**Exercise aim:** Here are some records. Copy each one exactly.

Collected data
•••

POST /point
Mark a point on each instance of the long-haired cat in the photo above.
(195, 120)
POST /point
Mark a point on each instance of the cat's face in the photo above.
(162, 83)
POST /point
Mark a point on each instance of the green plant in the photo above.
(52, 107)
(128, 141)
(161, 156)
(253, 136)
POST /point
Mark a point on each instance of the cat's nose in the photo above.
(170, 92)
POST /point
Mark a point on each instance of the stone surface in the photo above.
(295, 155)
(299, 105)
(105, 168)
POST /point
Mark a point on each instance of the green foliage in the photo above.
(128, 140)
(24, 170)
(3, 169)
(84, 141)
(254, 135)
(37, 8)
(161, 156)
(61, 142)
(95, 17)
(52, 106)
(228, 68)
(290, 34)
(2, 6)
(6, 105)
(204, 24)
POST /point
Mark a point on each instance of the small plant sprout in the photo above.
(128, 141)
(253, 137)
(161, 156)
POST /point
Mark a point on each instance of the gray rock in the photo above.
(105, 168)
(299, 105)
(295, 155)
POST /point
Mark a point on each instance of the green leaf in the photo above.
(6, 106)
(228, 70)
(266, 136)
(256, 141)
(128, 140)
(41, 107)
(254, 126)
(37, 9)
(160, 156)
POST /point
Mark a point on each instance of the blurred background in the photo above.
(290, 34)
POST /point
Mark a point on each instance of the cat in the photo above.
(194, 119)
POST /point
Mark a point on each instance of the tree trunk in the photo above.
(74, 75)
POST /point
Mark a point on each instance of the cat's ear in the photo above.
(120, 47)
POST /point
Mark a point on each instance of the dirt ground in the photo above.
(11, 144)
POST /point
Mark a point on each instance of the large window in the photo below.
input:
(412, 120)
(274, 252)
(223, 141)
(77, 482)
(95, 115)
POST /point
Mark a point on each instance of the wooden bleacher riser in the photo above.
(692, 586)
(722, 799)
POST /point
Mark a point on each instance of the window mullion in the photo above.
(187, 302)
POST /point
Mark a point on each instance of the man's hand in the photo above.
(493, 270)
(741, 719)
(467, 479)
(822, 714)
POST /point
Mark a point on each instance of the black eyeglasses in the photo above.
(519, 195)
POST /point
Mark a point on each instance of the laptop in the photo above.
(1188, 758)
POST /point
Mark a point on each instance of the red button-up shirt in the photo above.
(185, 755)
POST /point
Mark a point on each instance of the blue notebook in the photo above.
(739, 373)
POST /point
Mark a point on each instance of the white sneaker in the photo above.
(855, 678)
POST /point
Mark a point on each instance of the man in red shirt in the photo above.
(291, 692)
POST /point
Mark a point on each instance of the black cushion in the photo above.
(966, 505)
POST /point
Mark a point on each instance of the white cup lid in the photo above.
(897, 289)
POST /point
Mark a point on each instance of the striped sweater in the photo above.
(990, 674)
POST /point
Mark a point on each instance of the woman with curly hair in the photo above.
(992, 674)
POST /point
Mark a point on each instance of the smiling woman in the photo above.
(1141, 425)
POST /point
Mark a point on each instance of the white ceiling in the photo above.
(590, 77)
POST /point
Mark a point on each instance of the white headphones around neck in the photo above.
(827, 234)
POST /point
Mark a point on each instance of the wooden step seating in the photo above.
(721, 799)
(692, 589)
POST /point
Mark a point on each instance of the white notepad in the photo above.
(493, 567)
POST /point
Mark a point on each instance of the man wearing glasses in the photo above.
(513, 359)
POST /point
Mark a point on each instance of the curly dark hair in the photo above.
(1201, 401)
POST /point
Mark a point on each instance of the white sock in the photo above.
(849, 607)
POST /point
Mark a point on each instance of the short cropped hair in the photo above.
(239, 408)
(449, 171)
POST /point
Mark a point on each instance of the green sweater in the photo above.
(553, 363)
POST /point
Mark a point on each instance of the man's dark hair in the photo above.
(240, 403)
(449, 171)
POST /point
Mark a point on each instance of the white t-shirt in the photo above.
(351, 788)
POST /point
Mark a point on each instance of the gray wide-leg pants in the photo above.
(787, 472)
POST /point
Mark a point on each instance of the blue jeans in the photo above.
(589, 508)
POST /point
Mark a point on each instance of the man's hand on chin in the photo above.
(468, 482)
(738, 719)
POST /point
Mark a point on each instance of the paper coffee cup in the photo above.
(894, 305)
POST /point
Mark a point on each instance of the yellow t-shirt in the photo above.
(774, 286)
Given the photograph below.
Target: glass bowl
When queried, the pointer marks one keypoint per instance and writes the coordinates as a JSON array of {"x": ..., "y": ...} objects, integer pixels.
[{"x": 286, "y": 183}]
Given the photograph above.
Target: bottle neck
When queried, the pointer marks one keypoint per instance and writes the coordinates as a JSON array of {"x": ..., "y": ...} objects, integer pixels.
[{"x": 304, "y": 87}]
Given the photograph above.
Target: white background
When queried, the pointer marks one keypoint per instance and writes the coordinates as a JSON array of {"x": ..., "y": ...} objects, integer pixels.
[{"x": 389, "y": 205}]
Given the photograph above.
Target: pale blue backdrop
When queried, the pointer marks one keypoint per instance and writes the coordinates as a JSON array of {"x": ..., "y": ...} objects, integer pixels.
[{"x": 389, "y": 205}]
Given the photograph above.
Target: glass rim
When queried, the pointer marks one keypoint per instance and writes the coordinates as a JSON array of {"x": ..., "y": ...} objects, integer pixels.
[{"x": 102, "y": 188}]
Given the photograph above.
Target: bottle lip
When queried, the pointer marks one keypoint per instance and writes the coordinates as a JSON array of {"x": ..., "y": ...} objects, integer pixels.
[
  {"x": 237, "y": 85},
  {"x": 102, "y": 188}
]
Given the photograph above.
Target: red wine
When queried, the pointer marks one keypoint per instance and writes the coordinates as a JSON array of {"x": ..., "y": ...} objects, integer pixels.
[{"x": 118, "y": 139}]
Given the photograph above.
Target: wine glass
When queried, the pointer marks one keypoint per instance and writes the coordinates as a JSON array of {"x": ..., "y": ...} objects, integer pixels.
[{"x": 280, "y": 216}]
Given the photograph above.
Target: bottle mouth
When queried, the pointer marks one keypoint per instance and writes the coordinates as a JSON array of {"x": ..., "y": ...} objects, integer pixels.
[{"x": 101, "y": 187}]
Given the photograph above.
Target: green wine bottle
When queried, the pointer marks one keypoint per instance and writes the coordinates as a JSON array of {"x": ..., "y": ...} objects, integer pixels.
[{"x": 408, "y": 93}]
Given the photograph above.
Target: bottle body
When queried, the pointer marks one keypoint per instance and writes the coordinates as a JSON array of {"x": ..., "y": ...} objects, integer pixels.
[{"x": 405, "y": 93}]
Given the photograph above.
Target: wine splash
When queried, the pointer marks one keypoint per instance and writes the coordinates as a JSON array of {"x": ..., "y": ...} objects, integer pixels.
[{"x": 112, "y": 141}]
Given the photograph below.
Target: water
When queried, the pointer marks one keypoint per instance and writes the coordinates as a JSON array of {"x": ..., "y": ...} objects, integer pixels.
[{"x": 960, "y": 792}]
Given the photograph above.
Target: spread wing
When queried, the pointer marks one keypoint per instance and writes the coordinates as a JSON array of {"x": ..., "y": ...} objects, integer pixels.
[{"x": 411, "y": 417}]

•••

**Problem solution:**
POST /point
Mark a point on each instance of the long-haired cat in the photo above.
(195, 120)
POST /point
Mark a point on each instance of the cat's face in the photo above.
(162, 83)
POST /point
Mark a point on each instance of the green plant in the photo above.
(52, 107)
(128, 141)
(161, 156)
(253, 136)
POST /point
Mark a point on each instance of the cat's nose in the photo above.
(170, 92)
POST /point
Mark a point on each instance of the stone surface in the photo above.
(295, 155)
(299, 105)
(105, 168)
POST /point
Mark a point on each instance of the green foliage in the photo above.
(128, 140)
(24, 170)
(3, 169)
(84, 141)
(254, 135)
(37, 8)
(161, 156)
(61, 142)
(95, 17)
(52, 106)
(228, 68)
(290, 34)
(2, 6)
(6, 105)
(204, 24)
POST /point
Mark a point on each instance of the small plant sprout in the photo above.
(128, 141)
(253, 137)
(161, 156)
POST /point
Mark a point on each instance of the gray rock in the photo above.
(105, 168)
(299, 105)
(295, 155)
POST /point
Mark a point on each instance of the green leaf in the photo above.
(6, 106)
(228, 70)
(266, 136)
(256, 141)
(128, 140)
(41, 107)
(254, 126)
(37, 9)
(160, 156)
POST /point
Mark a point on each instance of the blurred background in the photo above.
(290, 34)
POST /point
Mark a point on each instance of the cat in the photo above.
(194, 119)
POST /point
Mark a point on each instance of the tree trunk in the photo above.
(74, 75)
POST /point
Mark a point on each instance of the cat's ear in the photo above.
(120, 47)
POST /point
Mark a point on each instance of the dirt ground in the photo above.
(11, 144)
POST /point
Mark a point on each instance of the large window in the photo below.
input:
(412, 120)
(274, 252)
(223, 141)
(77, 482)
(95, 115)
POST /point
Mark a point on each instance of the wooden bleacher riser in the photo above.
(692, 586)
(722, 799)
POST /point
Mark a point on each instance of the window mullion in the photo above.
(187, 302)
POST /point
Mark a point on each instance of the man's hand in the photo above.
(493, 270)
(741, 719)
(467, 479)
(822, 714)
POST /point
Mark a point on each instance of the black eyeglasses in the photo above.
(519, 195)
POST /point
Mark a point on each instance of the laptop in the photo above.
(1188, 758)
POST /point
Mark a point on each instance of the red button-up shirt in the photo above.
(185, 755)
POST /point
Mark a point on each instance of the blue notebook in the photo above.
(739, 373)
POST /point
Mark a point on each instance of the white sneaker in the photo above.
(855, 678)
POST /point
Mark a point on each instance of the man in red shirt in the photo above.
(291, 692)
POST /point
Mark a point on each instance of the black cushion in the photo above.
(966, 505)
POST /point
Mark a point on each instance of the white cup lid in the photo above.
(897, 289)
POST /point
Mark a point on each instance of the striped sweater in the photo above.
(990, 674)
POST /point
Mark a point on each instance of the woman with curly hair in the photo above.
(992, 674)
POST /point
Mark a point on each instance of the smiling woman in the photo above.
(1141, 425)
POST /point
Mark a point on each instance of the white ceiling in the photo above.
(590, 77)
POST /point
Mark a point on each instance of the white headphones around neck in the photo above.
(827, 234)
POST /point
Mark a point on each instance of the wooden step seating in the photo above.
(721, 799)
(692, 589)
POST /point
Mark a point on each instance of the white notepad in the photo above.
(493, 567)
POST /point
Mark a point on each instance of the man wearing glasses in the photo above.
(513, 359)
POST /point
Mark a point on each instance of the curly dark hair in the photo above.
(1201, 401)
POST /point
Mark a point on each instance of the white sock in the photo above.
(849, 607)
POST /point
Mark a point on each instance of the short cropped hair in the photo above.
(239, 408)
(449, 171)
POST /point
Mark a point on each instance of the green sweater in the photo above.
(553, 363)
POST /point
Mark a point on each instance of the man's dark hair in the photo above.
(240, 403)
(449, 171)
POST /point
Mark a point on each instance of the white t-shirt in the photo above.
(351, 788)
POST /point
Mark a point on each instance of the gray wide-leg pants in the photo above.
(787, 472)
POST /point
Mark a point on each instance of the blue jeans in the photo above.
(589, 508)
POST /point
Mark a point on each instance of the man's hand on chin in the photo above.
(468, 482)
(738, 719)
POST /point
Mark a point on each instance of the paper coffee cup in the photo above.
(894, 305)
POST /point
Mark a point on each instance of the yellow t-shirt in the photo above.
(774, 286)
Given the photograph below.
Target: glass bowl
When queried, the pointer marks one keypoint per instance and writes the coordinates as a JSON array of {"x": ..., "y": ...} objects, integer pixels.
[{"x": 286, "y": 183}]
Given the photograph above.
Target: bottle neck
When queried, the pointer marks one keypoint per instance and writes the coordinates as a JSON array of {"x": ..., "y": ...} objects, integer pixels.
[{"x": 304, "y": 87}]
Given the photograph above.
Target: white background
When queried, the pointer marks one keypoint per instance and writes the coordinates as a JSON array of {"x": ..., "y": ...} objects, integer pixels.
[{"x": 389, "y": 205}]
Given the photograph above.
Target: pale blue backdrop
When queried, the pointer marks one keypoint per instance and writes the coordinates as a JSON array of {"x": ..., "y": ...} objects, integer pixels.
[{"x": 389, "y": 205}]
Given the photograph above.
Target: glass rim
When queried, the pointer marks one keypoint per instance and writes the coordinates as a JSON array of {"x": ..., "y": ...} objects, integer pixels.
[{"x": 102, "y": 188}]
Given the photograph above.
Target: bottle lip
When queried, the pointer marks one keypoint per instance and writes the coordinates as a JSON array of {"x": ..., "y": ...} objects, integer pixels.
[
  {"x": 237, "y": 85},
  {"x": 102, "y": 188}
]
Given the photograph above.
Target: red wine
When queried, the pointer marks one keypoint per instance and writes the coordinates as a JSON array of {"x": ..., "y": ...} objects, integer pixels.
[{"x": 118, "y": 139}]
Given the photograph above.
Target: wine glass
When queried, the pointer marks one keypoint per instance and writes the coordinates as a JSON array of {"x": ..., "y": ...} objects, integer pixels.
[{"x": 280, "y": 216}]
Given the photograph above.
Target: bottle mouth
When queried, the pointer marks one keypoint per instance and writes the coordinates as a JSON array of {"x": ..., "y": ...} objects, integer pixels.
[{"x": 101, "y": 187}]
Given the photograph above.
Target: green wine bottle
When queried, the pointer marks one keypoint per instance and writes the coordinates as a JSON array of {"x": ..., "y": ...} objects, integer pixels.
[{"x": 408, "y": 93}]
Given the photograph above.
Target: bottle body
When queried, the pointer marks one keypoint per instance and writes the coordinates as a JSON array of {"x": ..., "y": ...} objects, integer pixels.
[{"x": 405, "y": 93}]
Given the photograph above.
Target: wine splash
When queried, the pointer marks one keypoint per instance and writes the coordinates as a JSON array of {"x": ..., "y": ...} objects, integer pixels.
[{"x": 112, "y": 141}]
Given the photograph below.
Target: water
When queried, the pointer marks one keypoint per instance and writes the coordinates as a JSON array of {"x": ..., "y": ...} objects, integer pixels.
[{"x": 960, "y": 792}]
Given the photograph above.
Target: spread wing
When queried, the pointer marks one keypoint per instance and writes the coordinates as a JSON array of {"x": ..., "y": ...} objects, integer pixels.
[{"x": 411, "y": 417}]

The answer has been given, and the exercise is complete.